◆ What is required ◆
Exact copies of all the lines below are needed, without the pictures.

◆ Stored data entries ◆
•••

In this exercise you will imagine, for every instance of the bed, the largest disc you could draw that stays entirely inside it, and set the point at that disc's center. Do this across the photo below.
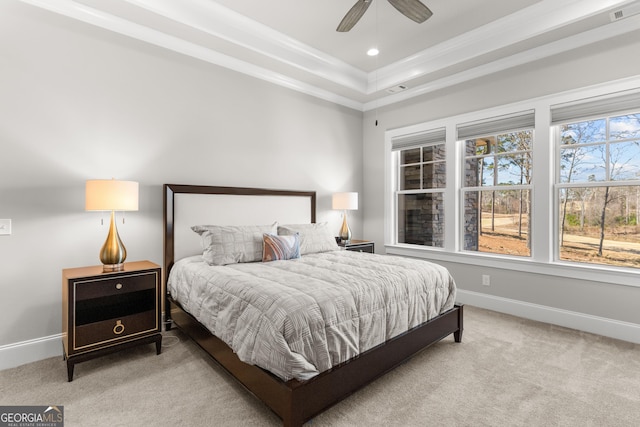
(298, 395)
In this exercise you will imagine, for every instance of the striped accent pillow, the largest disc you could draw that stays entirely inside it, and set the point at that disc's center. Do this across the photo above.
(276, 248)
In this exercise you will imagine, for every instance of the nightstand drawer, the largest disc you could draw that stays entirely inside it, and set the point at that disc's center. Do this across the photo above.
(98, 288)
(114, 329)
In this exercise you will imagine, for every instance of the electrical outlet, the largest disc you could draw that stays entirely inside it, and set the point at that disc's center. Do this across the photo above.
(5, 227)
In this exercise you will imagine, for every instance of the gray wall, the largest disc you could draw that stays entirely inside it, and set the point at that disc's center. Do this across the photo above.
(598, 63)
(79, 103)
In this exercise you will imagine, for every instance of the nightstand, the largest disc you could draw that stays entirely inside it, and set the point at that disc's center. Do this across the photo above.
(107, 312)
(359, 246)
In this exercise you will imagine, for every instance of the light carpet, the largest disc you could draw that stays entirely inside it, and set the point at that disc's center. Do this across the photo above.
(506, 372)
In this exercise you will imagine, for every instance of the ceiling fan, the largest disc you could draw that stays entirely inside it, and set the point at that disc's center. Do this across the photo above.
(412, 9)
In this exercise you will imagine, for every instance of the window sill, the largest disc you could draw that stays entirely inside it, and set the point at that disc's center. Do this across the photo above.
(624, 277)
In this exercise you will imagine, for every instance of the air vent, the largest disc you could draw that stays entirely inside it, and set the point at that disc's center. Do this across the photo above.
(625, 12)
(396, 89)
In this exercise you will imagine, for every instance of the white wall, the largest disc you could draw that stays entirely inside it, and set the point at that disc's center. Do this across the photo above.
(79, 103)
(575, 303)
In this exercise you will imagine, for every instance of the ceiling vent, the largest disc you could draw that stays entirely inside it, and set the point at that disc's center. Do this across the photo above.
(396, 89)
(625, 12)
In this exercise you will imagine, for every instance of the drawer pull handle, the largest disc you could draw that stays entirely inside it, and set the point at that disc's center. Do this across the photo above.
(119, 328)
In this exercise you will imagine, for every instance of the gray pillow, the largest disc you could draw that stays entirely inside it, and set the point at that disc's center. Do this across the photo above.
(231, 244)
(313, 237)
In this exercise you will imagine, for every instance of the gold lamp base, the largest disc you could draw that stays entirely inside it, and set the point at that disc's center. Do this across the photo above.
(113, 252)
(345, 231)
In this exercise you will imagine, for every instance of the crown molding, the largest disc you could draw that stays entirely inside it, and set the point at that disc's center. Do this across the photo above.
(219, 21)
(213, 19)
(579, 40)
(537, 19)
(109, 22)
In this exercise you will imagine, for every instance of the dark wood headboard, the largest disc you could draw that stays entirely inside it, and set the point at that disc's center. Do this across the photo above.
(188, 205)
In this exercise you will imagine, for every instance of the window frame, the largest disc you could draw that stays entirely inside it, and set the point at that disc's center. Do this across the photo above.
(558, 186)
(543, 258)
(433, 137)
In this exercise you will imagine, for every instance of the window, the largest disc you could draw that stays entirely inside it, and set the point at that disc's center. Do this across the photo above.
(598, 183)
(550, 186)
(421, 181)
(496, 186)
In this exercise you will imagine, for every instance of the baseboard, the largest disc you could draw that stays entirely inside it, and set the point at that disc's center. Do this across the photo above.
(17, 354)
(570, 319)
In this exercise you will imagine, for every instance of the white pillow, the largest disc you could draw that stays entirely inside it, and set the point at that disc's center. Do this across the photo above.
(231, 244)
(313, 237)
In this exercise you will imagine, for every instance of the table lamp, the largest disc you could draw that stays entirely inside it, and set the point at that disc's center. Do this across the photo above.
(112, 195)
(345, 201)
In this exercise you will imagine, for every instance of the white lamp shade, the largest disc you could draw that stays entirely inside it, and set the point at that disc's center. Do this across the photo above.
(111, 195)
(345, 201)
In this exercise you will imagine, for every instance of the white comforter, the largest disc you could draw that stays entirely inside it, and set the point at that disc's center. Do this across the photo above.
(300, 317)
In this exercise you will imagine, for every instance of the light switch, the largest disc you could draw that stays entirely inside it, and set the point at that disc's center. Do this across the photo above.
(5, 227)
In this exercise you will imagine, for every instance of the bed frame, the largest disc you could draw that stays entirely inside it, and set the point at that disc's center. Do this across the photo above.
(294, 401)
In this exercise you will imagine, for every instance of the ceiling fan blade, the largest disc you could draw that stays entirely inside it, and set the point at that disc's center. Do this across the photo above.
(412, 9)
(353, 16)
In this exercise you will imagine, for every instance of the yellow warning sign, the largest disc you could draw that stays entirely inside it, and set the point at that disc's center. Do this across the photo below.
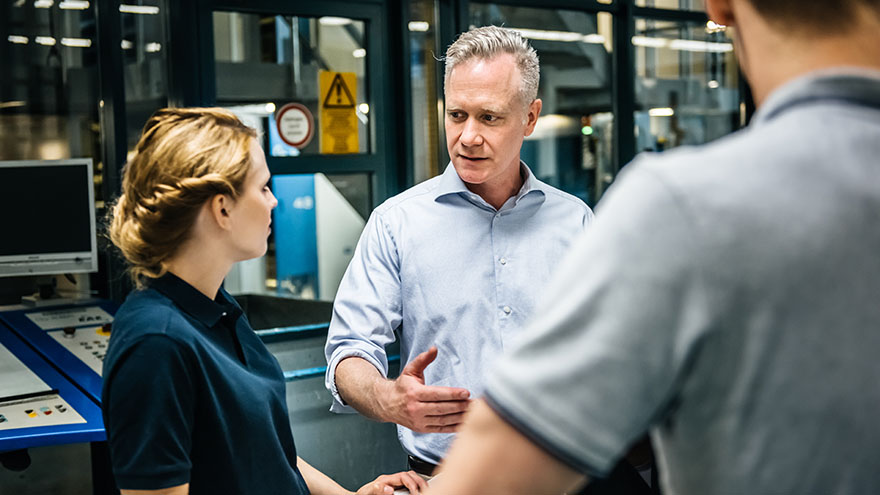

•••

◆ Completed exercise ◆
In this exercise you will imagine, for every instance of the bed, the largest disc you could draw that stays entirely inside it, and set the point at that disc's center. Do this across the photo below.
(298, 395)
In this exercise you will imagine, for every instance of the striped accent pillow, the largest disc you could draw that stays entirely inside it, and set the point at that disc's center. Do this across the photo above.
(276, 248)
In this exercise you will imagine, for every instance of the nightstand drawer, the largest disc you could draw that stays entirely inside it, and set the point at that disc's center. Do this across the photo above.
(98, 288)
(114, 329)
In this exercise you will imagine, for every instance of the electrical outlet, the largest disc you could draw that stays entirely inside it, and set the point at that disc's center. Do this across the photo above.
(5, 227)
In this exercise you will imagine, for every instance of the gray wall, the largest disc you could draw that stays entirely inside it, and set the point at that disc's center. Do this across the photo above.
(598, 63)
(79, 103)
In this exercise you will imagine, for every instance of the nightstand, the largest disc you could draw that stays entirely inside it, and set the point at that disc's center. Do this across the photo above.
(107, 312)
(359, 246)
In this exercise you will imagine, for every instance of the light carpet, the largest disc you could draw that stays entirely inside it, and set the point at that disc's center. Do this across the photo above.
(506, 372)
In this exercise you will imagine, for every instance of the ceiling fan, the largest disc you could draw that stays entirely inside it, and set the point at that disc's center. Do this across the photo above.
(412, 9)
In this exercise you will imagine, for every instance of the window sill, the largest disc you could draw that stays entirely inside it, and set the point at that disc's center. Do this across the photo above.
(624, 277)
In this exercise you will imagine, for every instance of the air vent, the largest disc you could draw that stays entirely inside it, and set the point at that disc's center. Do this across the photo above.
(625, 12)
(396, 89)
In this exercise you will imagine, for every instance of the white wall, the largest disc you could draw that stays entirely inside it, and set the point at that disc's center. Do this across the photo above.
(79, 103)
(575, 303)
In this exercise you will imagine, for every instance of the ceiling vent, the largest disc you could draw that stays entirely inside it, and set the point at that disc's center. Do this across the photo above.
(396, 89)
(625, 12)
In this exercise you will imagine, for every instance of the drawer pull handle, the largest disc you could draw that stays entirely inside it, and set the point at that disc's center. Do this across the photo above.
(119, 328)
In this exercise you will imagine, for every instance of the gray pillow, the largest disc you could draw that stays entirely inside it, and set the point at that disc's center. Do this across the photo above.
(231, 244)
(313, 237)
In this exercise you will imagine, for every instance of the gold lamp base, the largest disc you could draw that stays entirely inside it, and set the point at that disc's center. Do this across the photo above.
(113, 252)
(345, 231)
In this exercise you will imagine, for every instance of the crown molding, the largest disc you could draw that stays entirely inside it, and set the point at that disc's center. Do this across the photo above.
(219, 21)
(213, 19)
(579, 40)
(537, 19)
(109, 22)
In this exercise you will imagine, for every instance of the dark wood headboard, the largest disc you could draw that stays entirely inside it, and set the point at that disc's center. Do this across the photo above.
(188, 205)
In this exercise you will imagine, for every instance of the window frame, the largest disc you could draw that stays entirely inside it, and set the point at that disc's center. Do this across the photo above.
(558, 186)
(543, 258)
(433, 137)
In this exercise you will imagine, for every instance of the window, the largest disc you could draw that stays entirely inside it, and set the point at that disc's center. Do this across the photo above.
(598, 183)
(550, 186)
(421, 181)
(496, 186)
In this exercise you will imagine, for every instance of the baseboard, the largest disc you could draw that stays entirely inside it, and set the point at that disc's center. Do this across the photo above.
(17, 354)
(570, 319)
In this exercise you will imagine, for every instance of the white pillow, the largest disc you could draw that stays entirely inside it, and set the point at that disc's center. Do this across the photo above.
(231, 244)
(313, 237)
In this exercise you will imagine, for every instance of the table lamp, the largest disc you could draw that stays entirely inside it, and set the point at that disc's center. Do this across the photo above.
(112, 195)
(345, 201)
In this exercise you will imagine, for every instance of the white lamp shade, the largest disc you could draw that stays entirely inside it, and set the point at that disc's center. Do this across the photo above.
(111, 195)
(345, 201)
In this exercise you will imagine, for every instance of the white comforter, the largest disc you could draw that stays entirely inside it, and set the point at that disc's center. Do this across the photo above.
(300, 317)
In this exercise you will imagine, for every instance of the light switch, the largest disc you could draw that stays entirely inside it, and set the point at that disc's center. Do this across the photo above.
(5, 227)
In this exercise you will imagine, for every instance of the bed frame, the largest disc you could draw that stays entirely inside it, and set the point at that disc's center. Do this across the photo above.
(294, 401)
In this exercise you will imagine, for every instance of the ceiling fan blade, the largest disc you could draw that stays entirely inside it, and set the point at that disc's center. Do this across the photo above.
(412, 9)
(353, 16)
In this exercise you will imagine, for every instance of the yellow warning sign, the largest disc you could draw that stays entirely inside it, and set the point at that disc's center. Do this across the photo below.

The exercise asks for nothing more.